• _Records from a data source_:
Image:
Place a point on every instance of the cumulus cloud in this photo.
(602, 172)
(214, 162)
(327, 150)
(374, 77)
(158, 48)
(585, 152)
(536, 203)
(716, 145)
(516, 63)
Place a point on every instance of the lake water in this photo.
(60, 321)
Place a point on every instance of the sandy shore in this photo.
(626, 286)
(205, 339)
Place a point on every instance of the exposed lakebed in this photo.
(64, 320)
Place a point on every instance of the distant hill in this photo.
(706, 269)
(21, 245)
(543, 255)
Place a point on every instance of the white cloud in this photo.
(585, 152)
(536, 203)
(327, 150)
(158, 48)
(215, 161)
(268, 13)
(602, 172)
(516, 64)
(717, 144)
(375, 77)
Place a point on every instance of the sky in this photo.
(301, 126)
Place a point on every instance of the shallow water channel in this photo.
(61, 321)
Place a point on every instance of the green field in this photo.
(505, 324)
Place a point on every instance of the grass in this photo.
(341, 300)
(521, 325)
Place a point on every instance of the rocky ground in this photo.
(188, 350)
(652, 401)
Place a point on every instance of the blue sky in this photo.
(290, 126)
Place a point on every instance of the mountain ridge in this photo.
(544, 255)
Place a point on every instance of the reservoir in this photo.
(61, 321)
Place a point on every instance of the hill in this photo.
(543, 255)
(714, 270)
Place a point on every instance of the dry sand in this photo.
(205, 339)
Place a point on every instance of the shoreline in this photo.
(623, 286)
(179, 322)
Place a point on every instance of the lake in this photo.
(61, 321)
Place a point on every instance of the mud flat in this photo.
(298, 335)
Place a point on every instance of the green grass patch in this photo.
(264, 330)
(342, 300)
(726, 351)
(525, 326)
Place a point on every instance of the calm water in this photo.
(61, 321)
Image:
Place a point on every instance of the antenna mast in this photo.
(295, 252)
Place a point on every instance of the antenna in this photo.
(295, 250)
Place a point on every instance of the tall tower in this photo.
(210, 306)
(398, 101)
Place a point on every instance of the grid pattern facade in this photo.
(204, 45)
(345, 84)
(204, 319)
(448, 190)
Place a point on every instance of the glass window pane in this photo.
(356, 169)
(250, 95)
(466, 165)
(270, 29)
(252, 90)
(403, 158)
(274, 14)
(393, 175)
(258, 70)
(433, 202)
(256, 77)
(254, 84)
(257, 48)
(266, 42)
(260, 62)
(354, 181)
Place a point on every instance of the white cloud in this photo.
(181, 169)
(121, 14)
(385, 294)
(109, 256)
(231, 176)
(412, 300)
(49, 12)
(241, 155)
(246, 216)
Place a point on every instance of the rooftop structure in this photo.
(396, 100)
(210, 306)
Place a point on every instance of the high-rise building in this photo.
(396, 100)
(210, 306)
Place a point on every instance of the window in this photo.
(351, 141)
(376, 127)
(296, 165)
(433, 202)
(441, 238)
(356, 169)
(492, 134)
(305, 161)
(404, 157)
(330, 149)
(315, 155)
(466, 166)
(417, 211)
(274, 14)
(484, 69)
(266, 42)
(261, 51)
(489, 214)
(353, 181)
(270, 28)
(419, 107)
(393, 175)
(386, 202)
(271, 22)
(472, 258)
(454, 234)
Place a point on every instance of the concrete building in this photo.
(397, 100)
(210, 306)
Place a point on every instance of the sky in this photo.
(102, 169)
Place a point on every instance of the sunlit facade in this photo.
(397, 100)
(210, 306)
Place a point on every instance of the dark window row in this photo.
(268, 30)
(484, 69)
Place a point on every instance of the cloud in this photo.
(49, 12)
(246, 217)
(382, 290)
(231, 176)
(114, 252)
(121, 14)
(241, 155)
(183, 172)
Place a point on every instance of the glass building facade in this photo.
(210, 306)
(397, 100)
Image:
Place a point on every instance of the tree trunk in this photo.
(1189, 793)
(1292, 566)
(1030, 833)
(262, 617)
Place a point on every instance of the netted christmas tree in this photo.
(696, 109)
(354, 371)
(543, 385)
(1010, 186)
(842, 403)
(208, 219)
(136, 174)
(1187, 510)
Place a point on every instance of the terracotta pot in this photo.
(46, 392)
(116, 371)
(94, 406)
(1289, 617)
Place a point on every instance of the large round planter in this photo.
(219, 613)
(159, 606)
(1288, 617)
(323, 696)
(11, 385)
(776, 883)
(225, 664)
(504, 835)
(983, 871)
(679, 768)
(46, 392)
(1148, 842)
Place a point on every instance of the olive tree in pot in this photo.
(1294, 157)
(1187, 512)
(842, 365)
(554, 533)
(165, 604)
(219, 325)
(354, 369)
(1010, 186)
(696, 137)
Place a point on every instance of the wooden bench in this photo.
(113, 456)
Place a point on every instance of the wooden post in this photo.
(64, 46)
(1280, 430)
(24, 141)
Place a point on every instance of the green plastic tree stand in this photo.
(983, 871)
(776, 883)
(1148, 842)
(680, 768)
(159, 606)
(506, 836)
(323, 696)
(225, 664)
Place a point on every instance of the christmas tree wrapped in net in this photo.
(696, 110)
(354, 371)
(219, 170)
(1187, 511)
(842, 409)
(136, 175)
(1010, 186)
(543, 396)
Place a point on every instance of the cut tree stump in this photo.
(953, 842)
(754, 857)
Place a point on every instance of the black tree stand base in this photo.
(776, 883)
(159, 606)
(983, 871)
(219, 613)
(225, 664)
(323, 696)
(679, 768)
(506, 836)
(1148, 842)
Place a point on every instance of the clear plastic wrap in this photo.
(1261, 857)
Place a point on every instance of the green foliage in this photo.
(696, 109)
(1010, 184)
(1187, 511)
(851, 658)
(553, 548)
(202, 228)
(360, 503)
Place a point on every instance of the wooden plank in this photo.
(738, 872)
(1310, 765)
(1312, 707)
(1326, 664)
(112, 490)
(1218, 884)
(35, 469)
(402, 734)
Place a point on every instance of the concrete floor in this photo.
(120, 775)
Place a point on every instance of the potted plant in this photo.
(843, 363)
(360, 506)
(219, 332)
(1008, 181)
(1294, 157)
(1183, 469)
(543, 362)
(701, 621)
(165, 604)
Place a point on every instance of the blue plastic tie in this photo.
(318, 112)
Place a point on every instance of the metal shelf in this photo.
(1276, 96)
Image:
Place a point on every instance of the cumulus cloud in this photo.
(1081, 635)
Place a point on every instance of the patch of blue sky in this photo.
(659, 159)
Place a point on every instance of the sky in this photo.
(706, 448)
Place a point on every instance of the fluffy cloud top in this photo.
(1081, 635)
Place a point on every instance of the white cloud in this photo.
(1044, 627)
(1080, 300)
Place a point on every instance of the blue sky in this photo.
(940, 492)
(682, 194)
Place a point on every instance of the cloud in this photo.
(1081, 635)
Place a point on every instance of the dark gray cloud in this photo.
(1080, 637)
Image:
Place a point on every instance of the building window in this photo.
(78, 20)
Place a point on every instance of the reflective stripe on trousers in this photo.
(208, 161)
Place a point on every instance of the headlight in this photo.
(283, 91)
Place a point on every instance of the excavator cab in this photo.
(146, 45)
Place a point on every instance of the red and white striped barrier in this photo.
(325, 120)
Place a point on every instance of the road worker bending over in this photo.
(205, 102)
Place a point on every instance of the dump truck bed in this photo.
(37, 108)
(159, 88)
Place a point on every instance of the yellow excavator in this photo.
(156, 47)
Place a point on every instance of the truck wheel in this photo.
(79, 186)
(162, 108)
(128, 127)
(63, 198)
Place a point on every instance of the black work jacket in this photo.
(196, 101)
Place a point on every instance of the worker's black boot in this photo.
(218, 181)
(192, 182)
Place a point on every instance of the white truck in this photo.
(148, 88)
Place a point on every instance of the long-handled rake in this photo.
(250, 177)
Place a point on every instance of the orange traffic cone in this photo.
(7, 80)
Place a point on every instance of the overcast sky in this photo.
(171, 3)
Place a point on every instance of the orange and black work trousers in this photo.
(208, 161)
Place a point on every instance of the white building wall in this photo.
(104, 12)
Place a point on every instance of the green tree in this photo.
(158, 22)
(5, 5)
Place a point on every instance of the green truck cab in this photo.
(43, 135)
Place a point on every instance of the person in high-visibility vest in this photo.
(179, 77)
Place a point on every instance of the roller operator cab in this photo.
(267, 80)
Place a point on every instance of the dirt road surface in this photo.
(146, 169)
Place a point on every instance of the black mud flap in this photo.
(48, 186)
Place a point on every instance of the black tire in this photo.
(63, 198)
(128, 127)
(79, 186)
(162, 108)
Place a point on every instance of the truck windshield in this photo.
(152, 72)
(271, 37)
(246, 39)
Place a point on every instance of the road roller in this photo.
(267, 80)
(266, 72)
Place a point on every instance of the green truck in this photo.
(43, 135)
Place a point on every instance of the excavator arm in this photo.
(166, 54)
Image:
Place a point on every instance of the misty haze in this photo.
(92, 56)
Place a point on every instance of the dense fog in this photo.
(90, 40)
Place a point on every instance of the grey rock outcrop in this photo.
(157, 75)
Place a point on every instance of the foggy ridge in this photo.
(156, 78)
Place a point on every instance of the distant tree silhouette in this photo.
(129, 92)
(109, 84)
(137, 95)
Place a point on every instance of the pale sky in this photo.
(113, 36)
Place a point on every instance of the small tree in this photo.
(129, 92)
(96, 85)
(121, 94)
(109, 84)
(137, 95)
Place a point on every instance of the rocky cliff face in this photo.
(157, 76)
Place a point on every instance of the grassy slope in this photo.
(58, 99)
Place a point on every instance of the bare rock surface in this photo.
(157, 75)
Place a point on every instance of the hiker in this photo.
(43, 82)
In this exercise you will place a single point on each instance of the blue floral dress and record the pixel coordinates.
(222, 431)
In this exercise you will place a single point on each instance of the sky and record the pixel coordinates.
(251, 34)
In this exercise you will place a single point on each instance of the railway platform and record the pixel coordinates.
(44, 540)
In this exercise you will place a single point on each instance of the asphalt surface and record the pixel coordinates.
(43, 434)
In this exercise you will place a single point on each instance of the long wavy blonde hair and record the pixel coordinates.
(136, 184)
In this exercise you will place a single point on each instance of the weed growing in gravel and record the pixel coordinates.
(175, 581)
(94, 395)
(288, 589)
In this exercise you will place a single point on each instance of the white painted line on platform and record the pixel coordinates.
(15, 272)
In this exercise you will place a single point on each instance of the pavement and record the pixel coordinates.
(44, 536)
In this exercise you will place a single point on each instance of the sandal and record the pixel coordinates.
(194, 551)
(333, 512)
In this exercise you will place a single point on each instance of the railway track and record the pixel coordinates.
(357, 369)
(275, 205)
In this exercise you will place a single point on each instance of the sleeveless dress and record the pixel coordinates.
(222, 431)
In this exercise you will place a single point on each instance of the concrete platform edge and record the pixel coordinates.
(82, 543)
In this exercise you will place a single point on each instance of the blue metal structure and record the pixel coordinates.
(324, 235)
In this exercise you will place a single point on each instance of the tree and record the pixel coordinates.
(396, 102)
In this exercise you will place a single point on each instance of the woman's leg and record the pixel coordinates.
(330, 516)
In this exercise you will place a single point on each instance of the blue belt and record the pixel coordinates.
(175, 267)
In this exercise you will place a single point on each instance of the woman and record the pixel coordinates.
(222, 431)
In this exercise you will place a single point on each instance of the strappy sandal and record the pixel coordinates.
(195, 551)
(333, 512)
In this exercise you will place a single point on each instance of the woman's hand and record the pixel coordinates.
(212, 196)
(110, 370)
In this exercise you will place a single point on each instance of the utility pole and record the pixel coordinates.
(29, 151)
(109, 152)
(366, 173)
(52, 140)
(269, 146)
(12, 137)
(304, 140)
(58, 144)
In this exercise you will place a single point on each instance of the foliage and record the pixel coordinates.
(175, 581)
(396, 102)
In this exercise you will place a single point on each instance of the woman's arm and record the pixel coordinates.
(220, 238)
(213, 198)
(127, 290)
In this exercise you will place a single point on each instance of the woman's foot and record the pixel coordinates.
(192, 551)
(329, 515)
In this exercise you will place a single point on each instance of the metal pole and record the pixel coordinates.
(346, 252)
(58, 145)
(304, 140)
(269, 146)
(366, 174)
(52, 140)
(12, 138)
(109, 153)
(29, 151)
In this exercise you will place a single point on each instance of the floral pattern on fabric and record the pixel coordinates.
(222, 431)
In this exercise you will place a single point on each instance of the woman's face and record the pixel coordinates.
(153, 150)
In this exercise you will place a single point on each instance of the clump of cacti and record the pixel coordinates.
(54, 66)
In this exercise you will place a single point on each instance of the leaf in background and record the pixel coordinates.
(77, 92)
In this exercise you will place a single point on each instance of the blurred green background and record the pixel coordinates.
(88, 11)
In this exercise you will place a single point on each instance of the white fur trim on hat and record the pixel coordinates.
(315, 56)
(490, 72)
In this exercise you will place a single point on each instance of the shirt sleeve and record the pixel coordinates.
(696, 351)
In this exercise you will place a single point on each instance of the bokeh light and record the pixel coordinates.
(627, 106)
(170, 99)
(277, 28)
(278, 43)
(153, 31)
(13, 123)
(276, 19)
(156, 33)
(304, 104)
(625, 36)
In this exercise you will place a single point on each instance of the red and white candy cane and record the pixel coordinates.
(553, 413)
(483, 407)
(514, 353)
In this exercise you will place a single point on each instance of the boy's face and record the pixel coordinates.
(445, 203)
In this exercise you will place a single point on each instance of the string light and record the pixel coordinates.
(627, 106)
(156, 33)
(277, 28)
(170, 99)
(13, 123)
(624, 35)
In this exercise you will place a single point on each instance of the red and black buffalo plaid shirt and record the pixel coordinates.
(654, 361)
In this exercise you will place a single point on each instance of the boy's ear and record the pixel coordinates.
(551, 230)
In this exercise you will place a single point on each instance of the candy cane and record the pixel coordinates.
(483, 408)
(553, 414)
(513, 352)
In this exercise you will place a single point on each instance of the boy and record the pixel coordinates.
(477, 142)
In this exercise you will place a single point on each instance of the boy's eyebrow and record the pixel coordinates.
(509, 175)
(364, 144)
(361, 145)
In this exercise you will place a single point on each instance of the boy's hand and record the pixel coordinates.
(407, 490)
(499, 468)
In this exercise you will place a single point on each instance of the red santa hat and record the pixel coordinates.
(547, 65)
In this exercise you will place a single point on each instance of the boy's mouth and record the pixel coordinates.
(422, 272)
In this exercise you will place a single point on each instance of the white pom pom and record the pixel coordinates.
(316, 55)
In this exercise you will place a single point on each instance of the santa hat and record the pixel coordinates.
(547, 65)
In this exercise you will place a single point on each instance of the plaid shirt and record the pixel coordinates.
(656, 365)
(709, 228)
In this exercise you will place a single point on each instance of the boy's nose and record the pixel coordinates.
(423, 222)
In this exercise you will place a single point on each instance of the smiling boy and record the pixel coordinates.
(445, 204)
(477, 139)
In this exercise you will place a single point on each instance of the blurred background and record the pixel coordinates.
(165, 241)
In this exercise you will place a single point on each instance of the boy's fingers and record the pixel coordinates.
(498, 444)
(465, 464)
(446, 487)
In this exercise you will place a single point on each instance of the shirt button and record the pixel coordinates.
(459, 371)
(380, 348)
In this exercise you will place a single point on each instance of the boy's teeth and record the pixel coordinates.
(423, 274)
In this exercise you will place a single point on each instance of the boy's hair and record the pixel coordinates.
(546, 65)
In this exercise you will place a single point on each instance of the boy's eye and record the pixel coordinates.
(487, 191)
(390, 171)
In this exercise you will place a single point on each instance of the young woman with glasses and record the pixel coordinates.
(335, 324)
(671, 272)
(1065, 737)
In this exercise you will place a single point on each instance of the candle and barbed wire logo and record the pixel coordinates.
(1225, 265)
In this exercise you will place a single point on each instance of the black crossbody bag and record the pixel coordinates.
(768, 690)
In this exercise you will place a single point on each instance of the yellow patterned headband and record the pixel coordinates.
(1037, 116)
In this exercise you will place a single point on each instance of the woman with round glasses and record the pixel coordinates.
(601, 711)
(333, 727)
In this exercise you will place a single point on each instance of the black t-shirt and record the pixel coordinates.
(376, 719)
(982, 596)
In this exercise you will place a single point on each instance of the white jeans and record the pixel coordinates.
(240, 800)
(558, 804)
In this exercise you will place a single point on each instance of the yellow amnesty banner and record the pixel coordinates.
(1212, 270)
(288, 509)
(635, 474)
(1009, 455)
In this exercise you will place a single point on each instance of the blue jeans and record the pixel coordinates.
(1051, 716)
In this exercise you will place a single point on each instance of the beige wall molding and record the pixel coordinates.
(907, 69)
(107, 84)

• _EXERCISE BRIEF_: Repeat word for word each line from the one with "blurred background and record the pixel coordinates." to the end of the records above, inclusive.

• _WRITTEN SOLUTION_:
In this exercise you will place a single point on each instance of the blurred background and record the pixel coordinates.
(165, 241)
In this exercise you will place a single point on each instance of the boy's fingers and record the pixel coordinates.
(498, 444)
(465, 464)
(446, 487)
In this exercise you will place a single point on each instance of the shirt button and record the pixel coordinates.
(459, 371)
(380, 348)
In this exercise you will place a single point on each instance of the boy's teeth and record the pixel coordinates.
(423, 274)
In this exercise you will place a single point on each instance of the boy's hair and record the pixel coordinates.
(546, 65)
In this exercise you will place a single point on each instance of the boy's eye and record the pixel coordinates.
(487, 191)
(390, 171)
In this exercise you will place a single point on each instance of the young woman with glasses and record the pixel coordinates.
(335, 324)
(671, 272)
(1065, 737)
In this exercise you will place a single point on each instance of the candle and barbed wire logo and record the pixel coordinates.
(1225, 265)
In this exercise you will place a single point on each instance of the black crossbody bag and record the pixel coordinates.
(768, 690)
In this exercise you will place a single point on each instance of the yellow patterned headband and record the pixel coordinates.
(1037, 116)
In this exercise you will place a single point on each instance of the woman with round glasses and record the pixel coordinates.
(601, 711)
(333, 727)
In this exercise you will place a single point on each instance of the black t-shirt and record the pixel coordinates.
(376, 719)
(982, 596)
In this exercise you will place a single point on each instance of the white jeans and record the pixel coordinates.
(240, 800)
(558, 804)
In this exercise you will place a single point on each instance of the yellow amnesty banner and record the pixel coordinates.
(1212, 270)
(288, 509)
(635, 474)
(1009, 455)
In this exercise you will place a single point on each instance of the blue jeans and record the pixel coordinates.
(1051, 716)
In this exercise you will place a single point on each instance of the beige wall molding and record the pixel coordinates.
(907, 69)
(107, 84)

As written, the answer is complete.